[Rows from a dataset]
-- Start --
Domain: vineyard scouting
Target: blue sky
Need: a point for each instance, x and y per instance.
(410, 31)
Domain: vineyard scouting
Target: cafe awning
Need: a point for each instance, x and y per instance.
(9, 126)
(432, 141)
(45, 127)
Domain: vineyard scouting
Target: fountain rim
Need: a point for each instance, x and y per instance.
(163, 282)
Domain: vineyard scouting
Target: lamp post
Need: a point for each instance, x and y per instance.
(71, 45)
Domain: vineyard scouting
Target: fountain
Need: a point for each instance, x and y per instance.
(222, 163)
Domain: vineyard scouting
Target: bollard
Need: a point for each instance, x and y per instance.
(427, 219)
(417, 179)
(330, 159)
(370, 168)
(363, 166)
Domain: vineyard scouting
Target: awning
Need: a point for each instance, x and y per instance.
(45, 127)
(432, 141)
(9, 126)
-- End --
* [Goal of the exercise]: Please copy out all of the rows above with "vineyard scouting" renamed to "orchard survey" wherever it occurs, keeping everything else the same.

* [Reply]:
Domain: orchard survey
Target: blue sky
Need: a point for each instance, x and y per instance.
(410, 31)
Domain: orchard survey
Target: cafe awning
Need: a point for each instance, x and y per instance.
(9, 126)
(432, 141)
(45, 127)
Domain: orchard survey
Target: fountain rim
Need: a point for each instance, x and y per instance.
(163, 282)
Domain: orchard survey
Target: lamp post
Need: a point for each instance, x and y per instance.
(71, 45)
Domain: orchard survey
Target: fountain
Need: a point for each instance, x and y per instance.
(222, 163)
Domain: orchard survey
Target: bollard
Need: a point for each instance, x and y per instance.
(427, 219)
(417, 179)
(330, 159)
(370, 168)
(363, 166)
Domain: orchard survey
Target: awning
Need: a point for each instance, x and y per instance.
(45, 127)
(432, 141)
(9, 126)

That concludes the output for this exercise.